# AIM OF THE TASK
Format the data below as a JSON list of strings, with each line as its own string and blank lines omitted.

-- BEGIN DATA ROWS --

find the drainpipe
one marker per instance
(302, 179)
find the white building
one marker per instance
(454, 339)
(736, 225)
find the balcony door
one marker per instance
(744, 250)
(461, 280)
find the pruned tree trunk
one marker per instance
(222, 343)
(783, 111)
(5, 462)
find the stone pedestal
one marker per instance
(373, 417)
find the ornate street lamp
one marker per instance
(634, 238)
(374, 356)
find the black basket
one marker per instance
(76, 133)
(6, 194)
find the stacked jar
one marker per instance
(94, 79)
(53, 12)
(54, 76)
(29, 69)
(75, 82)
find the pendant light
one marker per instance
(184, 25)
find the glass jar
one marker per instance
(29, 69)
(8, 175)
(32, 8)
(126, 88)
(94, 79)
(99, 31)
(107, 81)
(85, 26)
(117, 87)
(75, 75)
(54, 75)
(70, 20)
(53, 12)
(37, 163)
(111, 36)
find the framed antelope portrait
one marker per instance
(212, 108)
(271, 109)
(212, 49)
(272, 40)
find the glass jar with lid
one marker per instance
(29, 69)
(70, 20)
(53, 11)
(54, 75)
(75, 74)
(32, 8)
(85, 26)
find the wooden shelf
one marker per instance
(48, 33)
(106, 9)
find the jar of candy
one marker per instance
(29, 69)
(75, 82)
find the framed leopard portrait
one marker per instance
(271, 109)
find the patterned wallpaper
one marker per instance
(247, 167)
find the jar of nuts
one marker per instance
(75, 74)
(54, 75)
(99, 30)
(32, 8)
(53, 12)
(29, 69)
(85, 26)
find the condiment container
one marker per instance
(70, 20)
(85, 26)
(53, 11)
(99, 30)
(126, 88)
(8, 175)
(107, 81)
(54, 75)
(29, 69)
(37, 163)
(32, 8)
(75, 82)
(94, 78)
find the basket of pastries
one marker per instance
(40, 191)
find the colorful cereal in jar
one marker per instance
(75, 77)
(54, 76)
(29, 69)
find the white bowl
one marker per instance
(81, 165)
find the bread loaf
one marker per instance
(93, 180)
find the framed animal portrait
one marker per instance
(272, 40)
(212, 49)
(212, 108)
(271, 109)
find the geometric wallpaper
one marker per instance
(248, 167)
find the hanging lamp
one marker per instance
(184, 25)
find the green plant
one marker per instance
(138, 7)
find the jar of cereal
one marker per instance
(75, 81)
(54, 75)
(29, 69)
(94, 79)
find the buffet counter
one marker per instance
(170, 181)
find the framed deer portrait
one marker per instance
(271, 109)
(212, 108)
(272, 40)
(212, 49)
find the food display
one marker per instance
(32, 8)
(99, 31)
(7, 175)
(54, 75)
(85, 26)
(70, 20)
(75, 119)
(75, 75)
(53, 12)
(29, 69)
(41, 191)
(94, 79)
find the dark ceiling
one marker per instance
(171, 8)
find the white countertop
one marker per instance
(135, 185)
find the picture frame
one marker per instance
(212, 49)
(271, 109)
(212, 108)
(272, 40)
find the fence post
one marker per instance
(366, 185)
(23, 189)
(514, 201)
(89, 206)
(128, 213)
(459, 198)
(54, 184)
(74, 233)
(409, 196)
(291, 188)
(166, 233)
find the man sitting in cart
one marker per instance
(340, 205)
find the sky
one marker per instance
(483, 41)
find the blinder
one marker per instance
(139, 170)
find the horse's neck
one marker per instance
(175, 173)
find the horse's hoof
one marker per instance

-- END DATA ROWS --

# TASK RESULT
[
  "find the drainpipe",
  "one marker per instance",
  "(302, 179)",
  "find the white building",
  "one marker per instance",
  "(454, 339)",
  "(736, 225)",
  "find the balcony door",
  "one marker per instance",
  "(744, 250)",
  "(461, 280)",
  "find the pruned tree trunk",
  "one marker per instance",
  "(222, 343)",
  "(783, 111)",
  "(5, 462)",
  "find the stone pedestal",
  "one marker per instance",
  "(373, 417)",
  "find the ornate street lamp",
  "one marker per instance",
  "(634, 238)",
  "(374, 356)",
  "find the black basket",
  "one marker per instance",
  "(76, 133)",
  "(6, 194)",
  "find the stacked jar",
  "one marker per instance",
  "(94, 79)",
  "(53, 12)",
  "(54, 76)",
  "(29, 69)",
  "(75, 82)",
  "find the pendant light",
  "one marker per instance",
  "(184, 25)",
  "find the glass jar",
  "one marker per instance",
  "(29, 69)",
  "(8, 175)",
  "(32, 8)",
  "(126, 88)",
  "(94, 79)",
  "(99, 31)",
  "(107, 81)",
  "(85, 26)",
  "(117, 87)",
  "(75, 75)",
  "(54, 75)",
  "(70, 20)",
  "(53, 12)",
  "(37, 163)",
  "(111, 36)",
  "find the framed antelope portrait",
  "one marker per instance",
  "(212, 108)",
  "(271, 109)",
  "(212, 49)",
  "(272, 40)",
  "find the glass jar with lid",
  "one marker per instance",
  "(29, 69)",
  "(70, 20)",
  "(53, 11)",
  "(54, 75)",
  "(75, 74)",
  "(32, 8)",
  "(85, 26)",
  "find the wooden shelf",
  "one marker per instance",
  "(48, 33)",
  "(106, 9)",
  "find the jar of candy",
  "one marker per instance",
  "(29, 69)",
  "(75, 82)",
  "find the framed leopard portrait",
  "one marker per instance",
  "(271, 109)",
  "find the patterned wallpaper",
  "one marker per instance",
  "(247, 167)",
  "find the jar of nuts",
  "one marker per instance",
  "(75, 74)",
  "(54, 75)",
  "(99, 30)",
  "(32, 8)",
  "(53, 12)",
  "(29, 69)",
  "(85, 26)",
  "find the condiment container",
  "one marker per instance",
  "(70, 20)",
  "(85, 26)",
  "(53, 11)",
  "(99, 30)",
  "(126, 88)",
  "(8, 175)",
  "(107, 81)",
  "(54, 75)",
  "(29, 69)",
  "(37, 163)",
  "(32, 8)",
  "(75, 82)",
  "(94, 78)",
  "find the basket of pastries",
  "one marker per instance",
  "(40, 191)",
  "find the colorful cereal in jar",
  "one marker per instance",
  "(75, 77)",
  "(54, 76)",
  "(29, 69)",
  "find the white bowl",
  "one marker per instance",
  "(81, 165)",
  "find the bread loaf",
  "one marker per instance",
  "(93, 180)",
  "find the framed animal portrait",
  "one marker per instance",
  "(272, 40)",
  "(212, 49)",
  "(212, 108)",
  "(271, 109)",
  "find the geometric wallpaper",
  "one marker per instance",
  "(248, 167)",
  "find the hanging lamp",
  "one marker per instance",
  "(184, 25)",
  "find the green plant",
  "one marker per instance",
  "(138, 7)",
  "find the jar of cereal",
  "one marker per instance",
  "(75, 81)",
  "(54, 75)",
  "(29, 69)",
  "(94, 79)",
  "find the buffet counter",
  "one marker per instance",
  "(170, 181)",
  "find the framed deer portrait",
  "one marker per instance",
  "(271, 109)",
  "(212, 108)",
  "(272, 40)",
  "(212, 49)",
  "find the food display",
  "one marker per instance",
  "(32, 8)",
  "(99, 31)",
  "(7, 175)",
  "(54, 75)",
  "(85, 26)",
  "(70, 20)",
  "(75, 119)",
  "(75, 75)",
  "(53, 12)",
  "(29, 69)",
  "(41, 191)",
  "(94, 79)",
  "find the dark ceiling",
  "one marker per instance",
  "(171, 8)",
  "find the white countertop",
  "one marker per instance",
  "(135, 185)",
  "find the picture frame",
  "one marker per instance",
  "(212, 49)",
  "(271, 109)",
  "(212, 108)",
  "(272, 40)",
  "find the fence post",
  "one marker per instance",
  "(366, 185)",
  "(23, 189)",
  "(514, 201)",
  "(89, 206)",
  "(128, 213)",
  "(459, 198)",
  "(54, 184)",
  "(74, 233)",
  "(409, 196)",
  "(291, 188)",
  "(166, 233)",
  "find the man sitting in cart",
  "one marker per instance",
  "(340, 205)",
  "find the sky",
  "one marker per instance",
  "(483, 41)",
  "find the blinder",
  "one marker per instance",
  "(139, 170)",
  "find the horse's neck",
  "one marker per instance",
  "(175, 173)",
  "find the horse's hoof",
  "one marker per instance"
]